* _WHAT THIS TASK INVOLVES_: The data is to be set down once more, exactly as it reads.

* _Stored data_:
>>>

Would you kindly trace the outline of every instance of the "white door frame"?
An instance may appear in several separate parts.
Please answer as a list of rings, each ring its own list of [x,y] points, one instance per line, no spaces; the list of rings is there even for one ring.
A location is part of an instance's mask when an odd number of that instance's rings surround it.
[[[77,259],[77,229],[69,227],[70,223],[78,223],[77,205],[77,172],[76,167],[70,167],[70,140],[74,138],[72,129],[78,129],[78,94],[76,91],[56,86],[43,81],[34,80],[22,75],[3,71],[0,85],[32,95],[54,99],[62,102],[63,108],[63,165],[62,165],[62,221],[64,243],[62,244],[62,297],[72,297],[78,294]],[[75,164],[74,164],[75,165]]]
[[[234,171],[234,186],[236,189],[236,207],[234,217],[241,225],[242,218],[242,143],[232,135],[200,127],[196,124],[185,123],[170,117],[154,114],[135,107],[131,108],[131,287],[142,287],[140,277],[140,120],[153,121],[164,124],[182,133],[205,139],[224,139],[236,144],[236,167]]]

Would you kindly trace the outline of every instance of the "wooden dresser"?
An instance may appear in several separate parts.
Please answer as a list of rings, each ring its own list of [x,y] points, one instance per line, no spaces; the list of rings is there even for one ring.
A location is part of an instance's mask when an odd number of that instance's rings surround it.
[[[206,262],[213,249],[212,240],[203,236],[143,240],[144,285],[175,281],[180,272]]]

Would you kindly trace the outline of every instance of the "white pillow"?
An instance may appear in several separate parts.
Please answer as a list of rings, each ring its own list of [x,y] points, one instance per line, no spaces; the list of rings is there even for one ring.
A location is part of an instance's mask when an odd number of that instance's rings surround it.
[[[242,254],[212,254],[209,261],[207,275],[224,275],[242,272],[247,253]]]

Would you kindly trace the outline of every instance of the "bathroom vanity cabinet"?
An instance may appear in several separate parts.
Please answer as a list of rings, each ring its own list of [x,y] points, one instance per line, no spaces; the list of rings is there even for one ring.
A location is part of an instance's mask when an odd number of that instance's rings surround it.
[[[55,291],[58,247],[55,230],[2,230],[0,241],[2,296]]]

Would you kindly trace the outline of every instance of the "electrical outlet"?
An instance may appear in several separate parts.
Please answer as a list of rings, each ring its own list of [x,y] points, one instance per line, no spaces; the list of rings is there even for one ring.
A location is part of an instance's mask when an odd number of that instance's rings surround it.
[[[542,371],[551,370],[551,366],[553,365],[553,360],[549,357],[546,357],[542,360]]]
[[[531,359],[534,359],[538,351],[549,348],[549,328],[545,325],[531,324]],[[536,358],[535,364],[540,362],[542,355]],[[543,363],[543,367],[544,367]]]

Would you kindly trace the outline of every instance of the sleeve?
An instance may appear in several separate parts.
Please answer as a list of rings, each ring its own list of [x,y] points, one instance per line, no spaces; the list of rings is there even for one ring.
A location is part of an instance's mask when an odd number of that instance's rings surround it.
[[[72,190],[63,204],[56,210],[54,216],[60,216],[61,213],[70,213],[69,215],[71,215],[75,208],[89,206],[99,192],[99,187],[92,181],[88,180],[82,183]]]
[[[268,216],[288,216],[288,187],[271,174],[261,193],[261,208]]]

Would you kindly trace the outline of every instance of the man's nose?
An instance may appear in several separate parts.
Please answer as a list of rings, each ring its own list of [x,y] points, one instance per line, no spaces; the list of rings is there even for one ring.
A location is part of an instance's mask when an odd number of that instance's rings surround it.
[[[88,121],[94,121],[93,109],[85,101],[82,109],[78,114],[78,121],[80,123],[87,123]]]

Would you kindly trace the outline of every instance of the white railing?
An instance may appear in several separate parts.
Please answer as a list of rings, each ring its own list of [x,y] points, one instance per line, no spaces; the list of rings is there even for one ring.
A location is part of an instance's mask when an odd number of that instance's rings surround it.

<<<

* _RESPONSE TO THE TASK_:
Would you kindly trace the outline of every instance of the "white door frame"?
An instance may appear in several separate parts.
Please answer as a list of rings, each ring its own list of [x,y] points, one instance per line, no spaces; the list of rings is there even for one ring.
A location is part of an instance's mask when an odd number of that instance's rings surround it.
[[[77,259],[77,229],[69,227],[70,223],[78,223],[77,205],[77,172],[76,167],[70,167],[70,140],[74,138],[72,129],[78,129],[78,94],[76,91],[56,86],[43,81],[34,80],[22,75],[3,71],[0,85],[32,95],[54,99],[62,102],[63,108],[63,165],[62,165],[62,221],[64,243],[62,244],[62,297],[72,297],[78,294]],[[75,164],[74,164],[75,165]]]
[[[234,171],[234,186],[236,189],[236,207],[234,217],[241,225],[242,218],[242,143],[232,135],[200,127],[196,124],[185,123],[170,117],[154,114],[135,107],[131,108],[131,287],[142,287],[140,277],[140,120],[153,121],[164,124],[182,133],[205,139],[224,139],[236,144],[236,167]]]

Would you kindly trace the outline of every instance of the "wooden dresser"?
An instance may appear in several separate parts.
Please answer as a list of rings, each ring its own list of [x,y] points, one instance per line, no spaces; the list of rings is there even for one ring.
A location is part of an instance's mask when an odd number of that instance's rings surround it.
[[[206,262],[213,249],[212,240],[203,236],[143,240],[144,285],[175,281],[180,272]]]

Would you kindly trace the outline of every instance of the "white pillow"?
An instance may appear in several separate parts.
Please answer as a list of rings, each ring its own list of [x,y] points, one instance per line, no spaces; the list of rings is there even for one ring.
A location is part of an instance's mask when an odd number of that instance's rings surround it.
[[[242,254],[212,254],[209,261],[207,275],[224,275],[242,272],[247,253]]]

Would you kindly trace the outline of every instance of the "bathroom vanity cabinet"?
An instance may appear in several separate parts.
Please answer as a list of rings, each ring its own list of [x,y] points, one instance per line, no spaces; the list of rings is there even for one ring.
A location is part of an instance's mask when an odd number of that instance's rings surround it.
[[[55,291],[58,247],[55,230],[2,230],[0,241],[2,296]]]

Would you kindly trace the outline of every instance of the "electrical outlet"?
An instance may appear in several separate parts.
Please answer as a list of rings, each ring its own list of [x,y] points, one instance per line, no spaces; the list of rings is there even for one ring.
A location is part of an instance's mask when an odd number of that instance's rings surround it.
[[[542,371],[551,370],[551,366],[553,365],[553,360],[549,357],[546,357],[542,360]]]
[[[531,359],[534,359],[538,351],[549,348],[549,328],[545,325],[531,324]],[[536,358],[535,364],[540,362],[542,355]],[[543,363],[543,367],[544,367]]]

Would you kindly trace the outline of every instance of the sleeve?
An instance may appear in several separate parts.
Please answer as a list of rings, each ring its own list of [x,y] points, one instance per line, no spaces; the list of rings is there even for one ring.
A location is part of an instance's mask when an odd number of that instance's rings surround it.
[[[72,190],[63,204],[56,210],[54,216],[60,216],[61,213],[70,213],[69,215],[71,215],[75,208],[89,206],[99,192],[99,187],[92,181],[88,180],[82,183]]]
[[[268,216],[288,216],[288,187],[271,174],[261,193],[261,208]]]

Would you kindly trace the outline of every instance of the man's nose?
An instance may appear in several separate parts.
Please answer as a list of rings, each ring its own list of [x,y] points, one instance per line, no spaces; the list of rings is there even for one ring.
A location is part of an instance's mask when an odd number of that instance's rings surround it.
[[[88,121],[94,121],[93,109],[85,101],[82,109],[78,114],[78,121],[80,123],[87,123]]]

Would you kindly trace the outline of every instance of the white railing?
An instance may appear in several separate parts.
Please answer as a list of rings, each ring its own list of [x,y] points, one instance per line, no spaces; the list of rings is there even for one ring.
A location is part of an instance's mask when an odd number of that instance's rings surround it.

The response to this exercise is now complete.